A section of a data file =

──────────────────────────────

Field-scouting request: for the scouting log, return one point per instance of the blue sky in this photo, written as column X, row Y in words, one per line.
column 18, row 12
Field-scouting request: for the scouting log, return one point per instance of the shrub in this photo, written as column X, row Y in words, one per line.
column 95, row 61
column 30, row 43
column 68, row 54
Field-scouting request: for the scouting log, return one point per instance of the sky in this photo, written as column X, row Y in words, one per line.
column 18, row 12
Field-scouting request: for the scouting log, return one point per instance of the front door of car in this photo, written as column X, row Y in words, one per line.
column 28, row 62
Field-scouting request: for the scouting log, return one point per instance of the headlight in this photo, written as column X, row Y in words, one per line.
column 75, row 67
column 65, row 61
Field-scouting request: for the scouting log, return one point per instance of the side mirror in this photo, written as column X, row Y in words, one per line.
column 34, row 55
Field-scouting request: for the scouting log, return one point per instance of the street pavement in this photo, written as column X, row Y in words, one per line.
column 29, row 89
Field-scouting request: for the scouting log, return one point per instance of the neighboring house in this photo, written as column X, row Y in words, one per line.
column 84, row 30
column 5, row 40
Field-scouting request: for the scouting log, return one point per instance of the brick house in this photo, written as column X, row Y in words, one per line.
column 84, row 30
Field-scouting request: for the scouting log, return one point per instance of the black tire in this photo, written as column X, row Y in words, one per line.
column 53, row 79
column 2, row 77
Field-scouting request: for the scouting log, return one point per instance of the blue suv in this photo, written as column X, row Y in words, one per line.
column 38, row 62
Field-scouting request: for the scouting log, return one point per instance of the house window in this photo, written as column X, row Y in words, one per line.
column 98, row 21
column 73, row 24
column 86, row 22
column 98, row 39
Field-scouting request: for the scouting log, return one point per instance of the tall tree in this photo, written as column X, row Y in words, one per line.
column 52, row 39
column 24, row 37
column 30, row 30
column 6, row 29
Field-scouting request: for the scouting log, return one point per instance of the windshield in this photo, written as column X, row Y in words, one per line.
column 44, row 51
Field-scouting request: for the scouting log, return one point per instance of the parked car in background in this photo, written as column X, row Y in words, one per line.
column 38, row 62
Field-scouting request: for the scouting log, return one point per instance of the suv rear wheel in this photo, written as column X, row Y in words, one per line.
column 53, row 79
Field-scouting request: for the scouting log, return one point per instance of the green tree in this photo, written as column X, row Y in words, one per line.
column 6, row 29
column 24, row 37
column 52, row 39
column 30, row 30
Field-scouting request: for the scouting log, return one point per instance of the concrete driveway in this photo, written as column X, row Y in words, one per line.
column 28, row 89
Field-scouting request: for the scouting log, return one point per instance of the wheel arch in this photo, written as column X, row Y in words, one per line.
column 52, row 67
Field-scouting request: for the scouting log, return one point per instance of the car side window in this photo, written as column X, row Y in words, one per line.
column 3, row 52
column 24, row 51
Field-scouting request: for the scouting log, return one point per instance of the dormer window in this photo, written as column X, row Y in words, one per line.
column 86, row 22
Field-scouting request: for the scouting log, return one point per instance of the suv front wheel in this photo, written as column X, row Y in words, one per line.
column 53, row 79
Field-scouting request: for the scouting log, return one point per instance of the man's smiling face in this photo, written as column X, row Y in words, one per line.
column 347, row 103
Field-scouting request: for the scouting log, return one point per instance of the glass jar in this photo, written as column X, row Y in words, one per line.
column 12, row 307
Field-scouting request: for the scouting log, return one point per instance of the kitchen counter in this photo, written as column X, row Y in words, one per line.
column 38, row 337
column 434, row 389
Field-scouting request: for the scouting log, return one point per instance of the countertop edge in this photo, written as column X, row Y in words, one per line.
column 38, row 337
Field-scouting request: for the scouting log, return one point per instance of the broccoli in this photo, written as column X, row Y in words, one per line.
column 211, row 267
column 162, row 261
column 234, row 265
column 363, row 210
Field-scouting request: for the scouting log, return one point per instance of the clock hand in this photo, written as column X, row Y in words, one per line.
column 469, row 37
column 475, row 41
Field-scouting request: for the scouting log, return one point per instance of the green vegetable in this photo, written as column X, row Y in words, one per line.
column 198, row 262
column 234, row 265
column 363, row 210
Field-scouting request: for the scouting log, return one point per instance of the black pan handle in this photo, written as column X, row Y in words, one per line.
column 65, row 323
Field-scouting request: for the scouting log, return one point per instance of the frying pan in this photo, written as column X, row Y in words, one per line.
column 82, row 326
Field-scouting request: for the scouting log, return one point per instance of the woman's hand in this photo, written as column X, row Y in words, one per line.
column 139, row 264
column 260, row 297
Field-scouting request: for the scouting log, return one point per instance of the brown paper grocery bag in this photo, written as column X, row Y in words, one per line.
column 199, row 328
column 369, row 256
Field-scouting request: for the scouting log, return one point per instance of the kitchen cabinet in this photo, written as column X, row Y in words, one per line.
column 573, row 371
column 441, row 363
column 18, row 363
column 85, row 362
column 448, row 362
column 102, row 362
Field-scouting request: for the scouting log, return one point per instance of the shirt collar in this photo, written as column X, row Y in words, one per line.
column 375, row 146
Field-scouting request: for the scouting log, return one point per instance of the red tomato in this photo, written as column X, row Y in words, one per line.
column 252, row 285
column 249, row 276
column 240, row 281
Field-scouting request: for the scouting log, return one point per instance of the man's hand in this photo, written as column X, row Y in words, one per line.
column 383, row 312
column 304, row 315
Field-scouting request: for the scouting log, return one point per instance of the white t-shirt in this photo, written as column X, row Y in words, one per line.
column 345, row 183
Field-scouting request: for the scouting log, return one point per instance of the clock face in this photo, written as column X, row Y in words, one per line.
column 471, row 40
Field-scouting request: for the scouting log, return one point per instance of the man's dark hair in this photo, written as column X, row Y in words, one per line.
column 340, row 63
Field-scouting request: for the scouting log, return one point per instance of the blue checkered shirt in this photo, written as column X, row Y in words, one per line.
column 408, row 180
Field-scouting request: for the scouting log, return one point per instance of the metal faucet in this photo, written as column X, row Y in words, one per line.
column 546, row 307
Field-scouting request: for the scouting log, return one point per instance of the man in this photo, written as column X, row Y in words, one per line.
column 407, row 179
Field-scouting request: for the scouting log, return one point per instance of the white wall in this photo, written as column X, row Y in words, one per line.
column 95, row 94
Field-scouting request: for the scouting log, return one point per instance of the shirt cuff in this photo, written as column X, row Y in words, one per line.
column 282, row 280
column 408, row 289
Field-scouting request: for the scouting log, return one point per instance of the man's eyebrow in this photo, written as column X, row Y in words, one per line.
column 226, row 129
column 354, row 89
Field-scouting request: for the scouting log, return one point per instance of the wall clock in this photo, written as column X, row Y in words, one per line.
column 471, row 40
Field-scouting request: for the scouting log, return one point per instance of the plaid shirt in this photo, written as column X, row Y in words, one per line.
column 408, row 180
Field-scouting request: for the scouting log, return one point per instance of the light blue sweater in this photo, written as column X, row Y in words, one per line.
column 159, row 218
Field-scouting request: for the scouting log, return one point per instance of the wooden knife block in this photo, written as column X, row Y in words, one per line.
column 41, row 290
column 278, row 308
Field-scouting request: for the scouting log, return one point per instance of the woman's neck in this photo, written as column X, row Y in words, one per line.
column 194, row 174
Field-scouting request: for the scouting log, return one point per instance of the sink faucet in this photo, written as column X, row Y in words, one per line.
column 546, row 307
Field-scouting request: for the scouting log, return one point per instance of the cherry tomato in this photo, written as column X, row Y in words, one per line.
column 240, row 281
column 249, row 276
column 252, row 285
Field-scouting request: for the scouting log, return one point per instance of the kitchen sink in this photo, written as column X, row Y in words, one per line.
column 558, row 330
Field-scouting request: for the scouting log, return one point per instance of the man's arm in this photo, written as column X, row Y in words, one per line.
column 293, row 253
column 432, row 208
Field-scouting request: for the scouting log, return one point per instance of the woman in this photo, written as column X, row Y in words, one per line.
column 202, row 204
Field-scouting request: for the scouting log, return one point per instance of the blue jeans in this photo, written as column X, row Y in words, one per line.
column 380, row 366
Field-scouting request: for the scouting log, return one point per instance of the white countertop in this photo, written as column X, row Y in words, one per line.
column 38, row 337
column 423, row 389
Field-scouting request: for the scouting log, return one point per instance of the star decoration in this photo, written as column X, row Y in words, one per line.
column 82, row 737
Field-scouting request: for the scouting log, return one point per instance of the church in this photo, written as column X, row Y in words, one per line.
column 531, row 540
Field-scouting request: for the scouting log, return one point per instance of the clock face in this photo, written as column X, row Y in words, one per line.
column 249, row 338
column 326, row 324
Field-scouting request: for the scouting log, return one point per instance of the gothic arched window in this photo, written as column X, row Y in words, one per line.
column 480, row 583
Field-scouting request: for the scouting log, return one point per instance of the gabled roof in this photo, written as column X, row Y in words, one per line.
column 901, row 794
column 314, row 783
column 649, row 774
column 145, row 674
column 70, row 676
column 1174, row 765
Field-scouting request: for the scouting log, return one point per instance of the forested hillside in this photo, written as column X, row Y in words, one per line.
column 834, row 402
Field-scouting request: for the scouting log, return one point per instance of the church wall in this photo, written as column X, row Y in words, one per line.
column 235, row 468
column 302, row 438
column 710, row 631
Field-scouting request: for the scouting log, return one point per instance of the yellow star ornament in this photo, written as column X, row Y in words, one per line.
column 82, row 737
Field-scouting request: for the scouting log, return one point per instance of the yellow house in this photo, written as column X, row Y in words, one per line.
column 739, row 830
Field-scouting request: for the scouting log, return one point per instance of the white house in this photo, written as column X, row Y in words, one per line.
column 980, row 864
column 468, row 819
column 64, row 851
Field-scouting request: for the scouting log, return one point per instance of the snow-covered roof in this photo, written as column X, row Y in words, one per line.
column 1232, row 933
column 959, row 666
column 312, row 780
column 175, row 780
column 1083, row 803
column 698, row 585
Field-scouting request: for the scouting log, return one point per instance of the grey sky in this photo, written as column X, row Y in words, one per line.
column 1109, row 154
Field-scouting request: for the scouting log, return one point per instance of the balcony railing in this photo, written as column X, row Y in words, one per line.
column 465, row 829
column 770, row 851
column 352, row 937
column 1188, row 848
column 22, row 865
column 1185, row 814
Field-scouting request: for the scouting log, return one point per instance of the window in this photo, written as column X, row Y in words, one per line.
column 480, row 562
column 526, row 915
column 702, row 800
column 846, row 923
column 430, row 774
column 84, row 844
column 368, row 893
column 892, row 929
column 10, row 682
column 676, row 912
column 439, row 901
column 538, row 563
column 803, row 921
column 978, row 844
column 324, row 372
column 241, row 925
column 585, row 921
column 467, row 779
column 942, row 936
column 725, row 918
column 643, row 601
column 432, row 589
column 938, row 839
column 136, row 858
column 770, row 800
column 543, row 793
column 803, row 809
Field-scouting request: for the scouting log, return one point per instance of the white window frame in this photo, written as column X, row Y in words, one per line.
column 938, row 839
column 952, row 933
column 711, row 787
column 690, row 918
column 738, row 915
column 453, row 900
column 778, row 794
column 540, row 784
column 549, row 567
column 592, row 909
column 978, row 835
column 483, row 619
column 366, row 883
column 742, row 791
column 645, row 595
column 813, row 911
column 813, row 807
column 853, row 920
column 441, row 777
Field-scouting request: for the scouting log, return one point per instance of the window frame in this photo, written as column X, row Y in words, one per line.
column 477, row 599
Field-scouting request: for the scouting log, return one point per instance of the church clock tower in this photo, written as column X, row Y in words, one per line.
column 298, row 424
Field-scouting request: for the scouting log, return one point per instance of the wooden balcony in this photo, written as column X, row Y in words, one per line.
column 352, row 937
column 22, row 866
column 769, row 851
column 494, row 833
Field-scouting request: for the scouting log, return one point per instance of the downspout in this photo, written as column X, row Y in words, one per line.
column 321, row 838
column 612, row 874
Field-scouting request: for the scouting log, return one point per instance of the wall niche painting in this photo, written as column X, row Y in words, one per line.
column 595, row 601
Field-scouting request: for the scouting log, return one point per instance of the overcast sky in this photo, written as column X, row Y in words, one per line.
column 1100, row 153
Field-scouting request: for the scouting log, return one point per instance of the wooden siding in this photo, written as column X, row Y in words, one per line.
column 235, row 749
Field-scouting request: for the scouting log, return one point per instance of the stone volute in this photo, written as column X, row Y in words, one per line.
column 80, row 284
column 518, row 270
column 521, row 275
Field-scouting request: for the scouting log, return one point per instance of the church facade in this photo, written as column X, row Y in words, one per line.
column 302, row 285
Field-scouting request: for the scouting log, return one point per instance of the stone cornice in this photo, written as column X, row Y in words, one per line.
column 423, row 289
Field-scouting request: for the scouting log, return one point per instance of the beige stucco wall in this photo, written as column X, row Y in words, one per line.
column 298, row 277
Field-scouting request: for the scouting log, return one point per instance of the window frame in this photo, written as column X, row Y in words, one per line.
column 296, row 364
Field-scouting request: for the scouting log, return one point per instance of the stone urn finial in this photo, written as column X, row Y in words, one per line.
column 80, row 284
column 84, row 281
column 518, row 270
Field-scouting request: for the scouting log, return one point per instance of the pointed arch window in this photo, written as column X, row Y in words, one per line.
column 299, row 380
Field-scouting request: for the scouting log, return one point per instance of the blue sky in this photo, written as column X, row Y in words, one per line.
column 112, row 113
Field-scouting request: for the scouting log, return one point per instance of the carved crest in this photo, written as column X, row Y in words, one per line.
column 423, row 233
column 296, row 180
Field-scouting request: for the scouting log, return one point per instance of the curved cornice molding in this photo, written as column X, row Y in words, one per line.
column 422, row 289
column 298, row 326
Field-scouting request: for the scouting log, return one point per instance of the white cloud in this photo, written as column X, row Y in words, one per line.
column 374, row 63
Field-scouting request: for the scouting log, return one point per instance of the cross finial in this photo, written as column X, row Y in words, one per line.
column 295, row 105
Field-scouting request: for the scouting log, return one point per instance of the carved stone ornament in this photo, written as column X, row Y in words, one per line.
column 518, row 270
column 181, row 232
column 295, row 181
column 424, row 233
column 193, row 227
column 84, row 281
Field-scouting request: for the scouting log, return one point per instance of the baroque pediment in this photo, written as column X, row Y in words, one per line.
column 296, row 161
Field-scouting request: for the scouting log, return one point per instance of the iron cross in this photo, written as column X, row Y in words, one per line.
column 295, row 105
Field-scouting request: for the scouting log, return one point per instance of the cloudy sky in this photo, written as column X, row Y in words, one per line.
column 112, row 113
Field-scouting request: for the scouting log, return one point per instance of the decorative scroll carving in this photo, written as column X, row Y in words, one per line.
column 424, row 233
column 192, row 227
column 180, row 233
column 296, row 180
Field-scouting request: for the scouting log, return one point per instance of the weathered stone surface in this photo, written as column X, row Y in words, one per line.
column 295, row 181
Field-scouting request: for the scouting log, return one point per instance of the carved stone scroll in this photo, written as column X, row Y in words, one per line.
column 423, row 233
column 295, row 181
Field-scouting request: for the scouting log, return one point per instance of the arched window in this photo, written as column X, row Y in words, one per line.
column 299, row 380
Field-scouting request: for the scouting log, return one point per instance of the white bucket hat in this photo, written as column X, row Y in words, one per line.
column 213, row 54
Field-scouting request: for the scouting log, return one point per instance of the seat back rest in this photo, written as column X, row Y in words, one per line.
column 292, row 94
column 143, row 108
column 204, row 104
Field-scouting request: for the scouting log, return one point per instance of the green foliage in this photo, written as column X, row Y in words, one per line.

──────────────────────────────

Task description =
Reproduce the entries line for line, starting at the top of the entries and ending with the line that contains "column 28, row 62", including that line.

Answer to this task =
Field-scouting request: for the scouting log, return one point per instance of the blue sky in this photo, written as column X, row Y in words, one per line.
column 18, row 12
Field-scouting request: for the scouting log, return one point per instance of the shrub in this photo, written as column X, row Y in words, one per line.
column 95, row 61
column 30, row 43
column 68, row 54
Field-scouting request: for the scouting log, return one point per instance of the sky in this photo, written as column X, row Y in words, one per line.
column 18, row 12
Field-scouting request: for the scouting log, return one point per instance of the front door of car in this photo, written as column X, row Y in words, one per line.
column 28, row 62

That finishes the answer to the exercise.